→ SUPPLIED RECORDS
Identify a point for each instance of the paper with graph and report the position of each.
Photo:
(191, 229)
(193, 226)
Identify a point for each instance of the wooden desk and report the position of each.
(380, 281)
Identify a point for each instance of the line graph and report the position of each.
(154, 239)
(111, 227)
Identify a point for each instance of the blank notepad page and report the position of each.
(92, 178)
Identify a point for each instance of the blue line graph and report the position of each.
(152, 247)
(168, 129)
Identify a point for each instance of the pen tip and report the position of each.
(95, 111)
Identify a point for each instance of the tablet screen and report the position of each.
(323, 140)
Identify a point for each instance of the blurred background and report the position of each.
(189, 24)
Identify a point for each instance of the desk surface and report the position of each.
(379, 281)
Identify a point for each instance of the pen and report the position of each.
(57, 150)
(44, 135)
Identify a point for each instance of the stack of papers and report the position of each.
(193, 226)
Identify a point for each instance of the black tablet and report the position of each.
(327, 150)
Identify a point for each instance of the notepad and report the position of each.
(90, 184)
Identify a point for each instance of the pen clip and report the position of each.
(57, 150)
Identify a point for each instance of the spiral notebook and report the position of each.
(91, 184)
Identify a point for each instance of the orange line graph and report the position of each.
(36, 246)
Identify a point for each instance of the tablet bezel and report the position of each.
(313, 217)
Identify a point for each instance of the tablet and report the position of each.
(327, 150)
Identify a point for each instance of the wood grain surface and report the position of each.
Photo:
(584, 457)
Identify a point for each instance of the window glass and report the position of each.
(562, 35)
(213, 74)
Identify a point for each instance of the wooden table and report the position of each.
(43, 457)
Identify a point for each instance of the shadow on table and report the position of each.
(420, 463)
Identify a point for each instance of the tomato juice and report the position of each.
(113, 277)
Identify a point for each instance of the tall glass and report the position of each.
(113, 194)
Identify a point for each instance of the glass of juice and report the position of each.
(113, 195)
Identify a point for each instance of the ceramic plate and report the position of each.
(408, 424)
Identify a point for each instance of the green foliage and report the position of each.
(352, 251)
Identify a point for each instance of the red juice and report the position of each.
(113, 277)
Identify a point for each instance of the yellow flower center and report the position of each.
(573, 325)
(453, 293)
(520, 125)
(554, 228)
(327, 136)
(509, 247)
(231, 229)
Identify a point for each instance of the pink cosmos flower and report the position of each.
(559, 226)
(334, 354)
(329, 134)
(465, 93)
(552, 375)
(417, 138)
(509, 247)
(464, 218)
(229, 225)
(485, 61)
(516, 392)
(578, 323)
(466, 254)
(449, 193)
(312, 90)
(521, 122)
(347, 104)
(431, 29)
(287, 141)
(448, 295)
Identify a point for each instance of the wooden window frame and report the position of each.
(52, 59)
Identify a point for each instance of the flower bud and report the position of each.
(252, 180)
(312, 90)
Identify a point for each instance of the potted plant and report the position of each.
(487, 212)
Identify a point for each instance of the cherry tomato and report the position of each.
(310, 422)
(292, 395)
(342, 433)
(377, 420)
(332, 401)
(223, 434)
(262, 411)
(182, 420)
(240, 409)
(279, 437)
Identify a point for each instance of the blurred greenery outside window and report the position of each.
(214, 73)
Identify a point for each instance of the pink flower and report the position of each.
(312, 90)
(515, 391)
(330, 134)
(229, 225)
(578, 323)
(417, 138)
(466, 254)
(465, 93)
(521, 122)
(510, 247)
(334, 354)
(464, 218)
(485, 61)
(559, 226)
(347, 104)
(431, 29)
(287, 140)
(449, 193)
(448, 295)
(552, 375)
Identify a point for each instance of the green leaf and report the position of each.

→ EXERCISE
Each record above should be output again exactly.

→ RESULT OF THE EXERCISE
Identify a point for each instance of the paper with graph and report the position of each.
Photo:
(191, 229)
(193, 226)
Identify a point for each instance of the wooden desk and report the position of each.
(380, 281)
Identify a point for each instance of the line graph and report the position of each.
(154, 239)
(111, 227)
Identify a point for each instance of the blank notepad page and report the position of each.
(92, 178)
Identify a point for each instance of the blue line graph and report the position of each.
(152, 247)
(168, 129)
Identify a point for each instance of the pen tip and report the position of each.
(95, 111)
Identify a point for each instance of the tablet screen and report the position of each.
(323, 140)
Identify a point for each instance of the blurred background and report the position of each.
(189, 24)
Identify a point for each instance of the desk surface and report the position of each.
(379, 281)
Identify a point for each instance of the pen and report the position of each.
(57, 150)
(44, 135)
Identify a point for each instance of the stack of papers and report the position of each.
(193, 226)
Identify a point for each instance of the black tablet and report the position of each.
(327, 150)
Identify a point for each instance of the notepad and report the position of each.
(90, 184)
Identify a point for each instance of the pen clip and report the position of each.
(57, 150)
Identify a point for each instance of the spiral notebook and report the position of each.
(91, 184)
Identify a point for each instance of the orange line graph and report the position of each.
(36, 246)
Identify a point for each instance of the tablet bezel and report the position of each.
(313, 217)
Identify a point for each instance of the tablet and report the position of each.
(327, 150)
Identify a point for each instance of the wood grain surface and report the position of each.
Photo:
(584, 457)
Identify a point for each instance of the window glass and report the position of each.
(562, 35)
(213, 74)
Identify a point for each instance of the wooden table and report the position of each.
(43, 457)
Identify a point for each instance of the shadow on table and report the position of each.
(420, 463)
Identify a point for each instance of the tomato juice and report the position of each.
(113, 277)
Identify a point for each instance of the tall glass and report the position of each.
(113, 194)
Identify a point for each instance of the glass of juice and report the position of each.
(113, 195)
Identify a point for each instance of the ceramic plate and report the position of each.
(408, 424)
Identify a point for each instance of the green foliage and report the position of each.
(352, 251)
Identify a point for each instance of the red juice and report the position of each.
(113, 277)
Identify a point for each instance of the yellow flower center and report the position of each.
(573, 325)
(453, 293)
(520, 125)
(554, 228)
(327, 136)
(509, 247)
(231, 229)
Identify a point for each instance of the pink cosmos flower and report the position of each.
(559, 226)
(334, 354)
(329, 134)
(465, 93)
(552, 375)
(417, 138)
(509, 247)
(464, 218)
(229, 225)
(485, 61)
(516, 392)
(578, 323)
(466, 254)
(449, 193)
(312, 90)
(521, 122)
(347, 104)
(431, 29)
(287, 141)
(448, 295)
Identify a point for each instance of the wooden window frame and report the position of each.
(52, 59)
Identify a point for each instance of the flower bud and report the position of each.
(252, 180)
(312, 90)
Identify a point for each instance of the potted plant and report the position of each.
(487, 212)
Identify a point for each instance of the cherry tomato and report the position of each.
(310, 422)
(292, 395)
(342, 433)
(377, 420)
(332, 401)
(223, 434)
(262, 411)
(182, 420)
(240, 409)
(279, 437)
Identify a point for each instance of the blurred greenery outside window and report the position of each.
(214, 73)
Identify a point for each instance of the pink flower and report the position of each.
(312, 90)
(515, 391)
(330, 134)
(229, 225)
(578, 323)
(417, 138)
(466, 254)
(465, 93)
(521, 122)
(510, 247)
(334, 354)
(464, 218)
(485, 61)
(559, 226)
(347, 104)
(431, 29)
(287, 140)
(449, 193)
(448, 295)
(552, 375)
Identify a point for each instance of the green leaf and report the position of each.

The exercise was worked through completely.